##### Records for the exercise #####

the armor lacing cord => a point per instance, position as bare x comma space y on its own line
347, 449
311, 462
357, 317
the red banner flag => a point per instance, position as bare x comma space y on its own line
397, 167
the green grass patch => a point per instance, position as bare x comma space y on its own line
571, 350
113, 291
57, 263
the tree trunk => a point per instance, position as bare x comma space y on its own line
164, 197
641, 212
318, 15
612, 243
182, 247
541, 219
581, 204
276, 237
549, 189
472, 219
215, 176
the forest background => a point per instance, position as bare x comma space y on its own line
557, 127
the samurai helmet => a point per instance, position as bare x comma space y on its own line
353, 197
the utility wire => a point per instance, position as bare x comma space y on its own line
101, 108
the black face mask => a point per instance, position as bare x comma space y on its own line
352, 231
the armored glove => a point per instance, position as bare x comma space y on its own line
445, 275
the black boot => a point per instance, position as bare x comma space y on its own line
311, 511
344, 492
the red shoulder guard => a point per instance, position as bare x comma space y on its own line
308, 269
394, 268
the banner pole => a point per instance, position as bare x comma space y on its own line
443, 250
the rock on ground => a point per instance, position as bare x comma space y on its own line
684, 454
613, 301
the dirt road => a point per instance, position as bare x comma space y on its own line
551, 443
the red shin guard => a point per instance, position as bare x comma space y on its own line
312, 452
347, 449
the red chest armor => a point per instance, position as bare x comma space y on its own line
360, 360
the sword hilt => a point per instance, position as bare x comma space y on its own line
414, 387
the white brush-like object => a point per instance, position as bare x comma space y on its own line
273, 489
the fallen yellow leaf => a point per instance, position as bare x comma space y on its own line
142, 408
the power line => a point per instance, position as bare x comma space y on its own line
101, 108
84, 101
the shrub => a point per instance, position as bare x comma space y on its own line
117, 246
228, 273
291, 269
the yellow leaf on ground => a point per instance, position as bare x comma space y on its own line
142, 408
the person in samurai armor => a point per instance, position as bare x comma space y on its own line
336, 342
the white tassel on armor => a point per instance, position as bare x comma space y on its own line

#####
##### Records for the exercise #####

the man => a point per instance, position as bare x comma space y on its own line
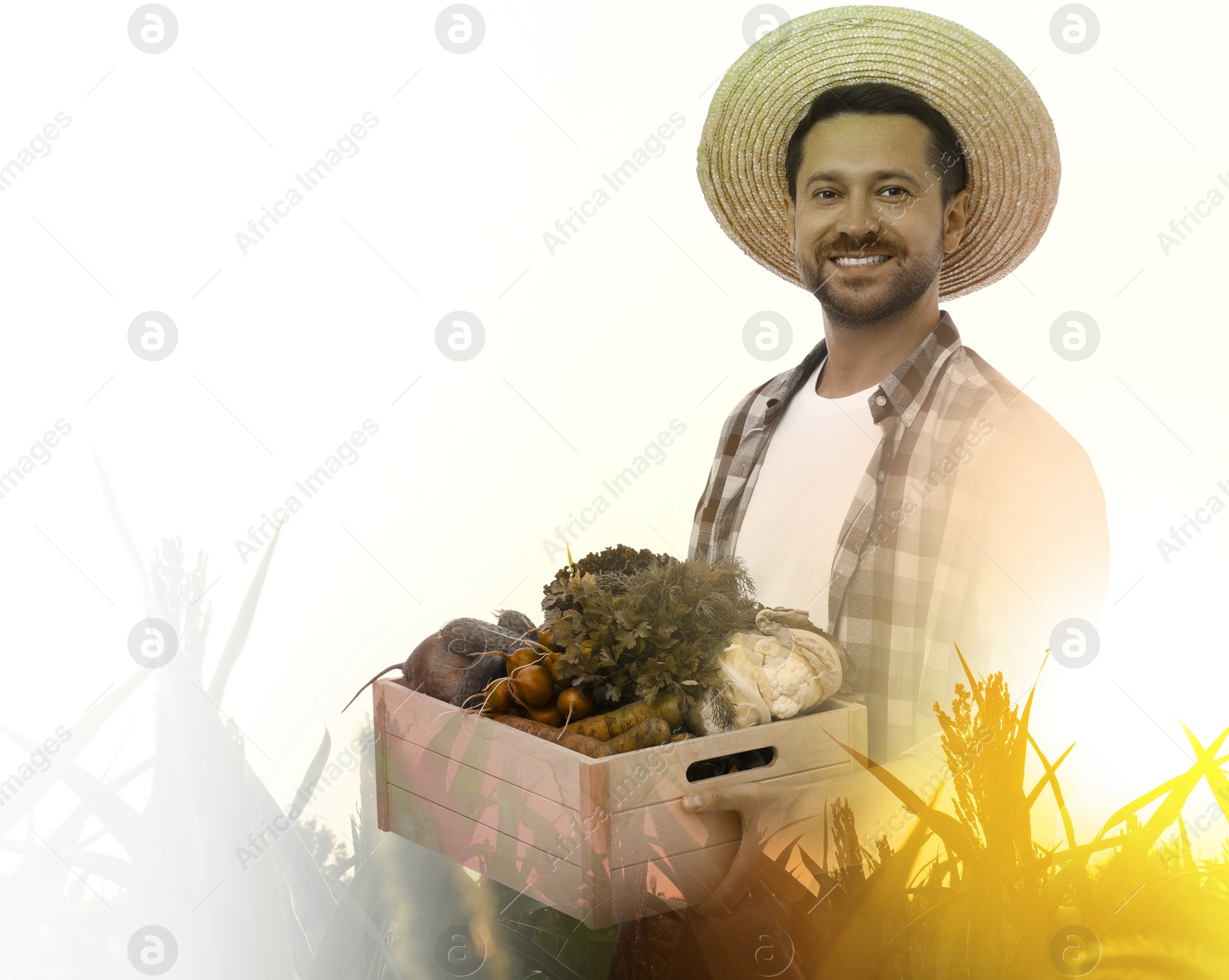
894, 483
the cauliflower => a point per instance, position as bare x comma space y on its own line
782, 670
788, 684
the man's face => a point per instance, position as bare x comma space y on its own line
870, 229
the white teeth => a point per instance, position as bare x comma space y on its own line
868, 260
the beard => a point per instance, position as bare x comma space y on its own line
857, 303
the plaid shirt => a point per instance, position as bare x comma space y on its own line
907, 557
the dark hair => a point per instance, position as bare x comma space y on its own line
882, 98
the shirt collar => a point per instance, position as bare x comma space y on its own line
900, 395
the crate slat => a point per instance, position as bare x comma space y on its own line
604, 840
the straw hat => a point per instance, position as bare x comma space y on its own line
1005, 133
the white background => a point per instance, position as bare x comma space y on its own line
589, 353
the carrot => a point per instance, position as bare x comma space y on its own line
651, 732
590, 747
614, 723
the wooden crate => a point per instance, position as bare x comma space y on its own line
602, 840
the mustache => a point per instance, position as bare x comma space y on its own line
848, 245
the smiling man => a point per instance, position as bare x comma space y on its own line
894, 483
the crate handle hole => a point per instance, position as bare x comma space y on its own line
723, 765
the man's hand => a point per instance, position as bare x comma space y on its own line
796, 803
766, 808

#####
##### Records for the exercise #####

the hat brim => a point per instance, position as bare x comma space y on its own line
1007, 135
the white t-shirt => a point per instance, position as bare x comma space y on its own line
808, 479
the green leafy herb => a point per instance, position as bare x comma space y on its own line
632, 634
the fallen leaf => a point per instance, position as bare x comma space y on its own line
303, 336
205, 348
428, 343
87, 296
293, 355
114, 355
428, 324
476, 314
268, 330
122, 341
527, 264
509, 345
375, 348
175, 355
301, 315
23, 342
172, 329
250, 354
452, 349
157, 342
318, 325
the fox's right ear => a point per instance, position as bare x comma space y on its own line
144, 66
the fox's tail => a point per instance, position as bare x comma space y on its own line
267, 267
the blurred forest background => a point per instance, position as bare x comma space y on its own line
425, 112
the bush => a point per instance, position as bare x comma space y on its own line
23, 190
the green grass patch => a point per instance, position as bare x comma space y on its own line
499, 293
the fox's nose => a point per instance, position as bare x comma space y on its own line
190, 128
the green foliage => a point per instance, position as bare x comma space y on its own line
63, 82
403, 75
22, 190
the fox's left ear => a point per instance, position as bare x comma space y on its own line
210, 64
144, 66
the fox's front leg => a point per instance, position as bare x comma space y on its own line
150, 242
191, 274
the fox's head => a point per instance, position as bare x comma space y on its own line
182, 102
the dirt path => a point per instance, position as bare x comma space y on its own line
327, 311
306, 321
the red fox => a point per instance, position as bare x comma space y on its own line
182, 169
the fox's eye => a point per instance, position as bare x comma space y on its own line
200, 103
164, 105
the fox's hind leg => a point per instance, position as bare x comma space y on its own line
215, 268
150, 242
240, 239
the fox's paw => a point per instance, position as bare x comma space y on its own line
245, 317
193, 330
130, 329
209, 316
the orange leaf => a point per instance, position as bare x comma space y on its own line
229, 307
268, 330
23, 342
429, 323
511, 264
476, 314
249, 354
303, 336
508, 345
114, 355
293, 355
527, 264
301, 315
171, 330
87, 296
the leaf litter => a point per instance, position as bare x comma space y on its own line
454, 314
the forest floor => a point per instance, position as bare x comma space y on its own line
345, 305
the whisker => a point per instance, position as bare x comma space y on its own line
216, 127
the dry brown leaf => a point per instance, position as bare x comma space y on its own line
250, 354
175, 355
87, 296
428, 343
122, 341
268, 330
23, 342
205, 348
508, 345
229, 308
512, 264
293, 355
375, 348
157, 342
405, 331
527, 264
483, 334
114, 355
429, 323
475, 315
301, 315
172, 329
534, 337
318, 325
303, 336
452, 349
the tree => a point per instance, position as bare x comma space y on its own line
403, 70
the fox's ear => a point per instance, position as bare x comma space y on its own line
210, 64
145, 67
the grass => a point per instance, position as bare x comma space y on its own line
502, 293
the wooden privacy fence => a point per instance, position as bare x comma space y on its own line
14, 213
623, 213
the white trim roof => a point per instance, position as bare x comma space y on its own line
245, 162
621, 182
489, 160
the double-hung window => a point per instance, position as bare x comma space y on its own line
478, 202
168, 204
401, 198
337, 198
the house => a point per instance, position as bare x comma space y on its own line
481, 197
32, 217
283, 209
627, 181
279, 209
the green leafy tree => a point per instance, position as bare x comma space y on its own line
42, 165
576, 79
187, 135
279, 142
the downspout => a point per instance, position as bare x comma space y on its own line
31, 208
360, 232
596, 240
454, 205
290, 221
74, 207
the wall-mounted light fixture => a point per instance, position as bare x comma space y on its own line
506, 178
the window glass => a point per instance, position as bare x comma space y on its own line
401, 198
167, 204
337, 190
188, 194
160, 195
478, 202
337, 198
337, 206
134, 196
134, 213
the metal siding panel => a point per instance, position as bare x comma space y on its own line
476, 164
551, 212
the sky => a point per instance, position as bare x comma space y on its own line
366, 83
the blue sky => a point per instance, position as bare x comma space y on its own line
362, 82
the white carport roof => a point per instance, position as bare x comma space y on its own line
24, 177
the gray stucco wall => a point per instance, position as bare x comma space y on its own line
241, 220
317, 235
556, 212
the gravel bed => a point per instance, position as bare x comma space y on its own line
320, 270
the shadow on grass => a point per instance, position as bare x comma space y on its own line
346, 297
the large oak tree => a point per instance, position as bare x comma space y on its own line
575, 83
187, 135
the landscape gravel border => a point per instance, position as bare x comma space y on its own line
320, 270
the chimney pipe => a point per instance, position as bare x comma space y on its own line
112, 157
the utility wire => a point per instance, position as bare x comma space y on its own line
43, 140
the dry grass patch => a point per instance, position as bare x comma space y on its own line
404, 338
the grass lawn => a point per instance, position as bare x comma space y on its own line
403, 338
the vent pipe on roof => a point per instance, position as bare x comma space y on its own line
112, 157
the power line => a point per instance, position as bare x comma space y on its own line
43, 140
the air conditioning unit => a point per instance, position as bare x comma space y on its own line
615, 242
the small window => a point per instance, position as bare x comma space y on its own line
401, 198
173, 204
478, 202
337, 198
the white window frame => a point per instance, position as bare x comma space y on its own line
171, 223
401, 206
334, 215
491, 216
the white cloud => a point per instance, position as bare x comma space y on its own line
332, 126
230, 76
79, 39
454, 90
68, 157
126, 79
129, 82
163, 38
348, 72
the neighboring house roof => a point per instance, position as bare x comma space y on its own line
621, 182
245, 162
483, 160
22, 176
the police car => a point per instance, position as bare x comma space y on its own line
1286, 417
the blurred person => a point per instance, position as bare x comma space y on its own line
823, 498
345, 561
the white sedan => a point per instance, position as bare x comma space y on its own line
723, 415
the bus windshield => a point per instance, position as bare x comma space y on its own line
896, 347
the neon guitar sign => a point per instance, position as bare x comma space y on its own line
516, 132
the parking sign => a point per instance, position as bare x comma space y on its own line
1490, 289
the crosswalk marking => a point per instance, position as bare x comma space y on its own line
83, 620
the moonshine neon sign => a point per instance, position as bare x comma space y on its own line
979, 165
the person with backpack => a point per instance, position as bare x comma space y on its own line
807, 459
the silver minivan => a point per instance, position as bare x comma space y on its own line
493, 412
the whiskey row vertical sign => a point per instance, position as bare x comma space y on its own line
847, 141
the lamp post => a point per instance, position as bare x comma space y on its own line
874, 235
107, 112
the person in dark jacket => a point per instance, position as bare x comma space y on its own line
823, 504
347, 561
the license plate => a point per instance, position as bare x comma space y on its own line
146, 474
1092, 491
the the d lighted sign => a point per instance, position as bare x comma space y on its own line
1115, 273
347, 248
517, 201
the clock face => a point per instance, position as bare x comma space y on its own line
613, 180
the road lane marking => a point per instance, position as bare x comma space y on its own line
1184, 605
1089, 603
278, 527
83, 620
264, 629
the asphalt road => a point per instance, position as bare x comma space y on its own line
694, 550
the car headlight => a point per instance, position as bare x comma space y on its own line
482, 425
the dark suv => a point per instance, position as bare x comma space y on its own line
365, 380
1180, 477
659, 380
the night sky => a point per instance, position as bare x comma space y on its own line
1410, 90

#####

■ What needs to be done
How many lines in the material above contain the string "wooden"? Reply with only the number.

■ Correct output
2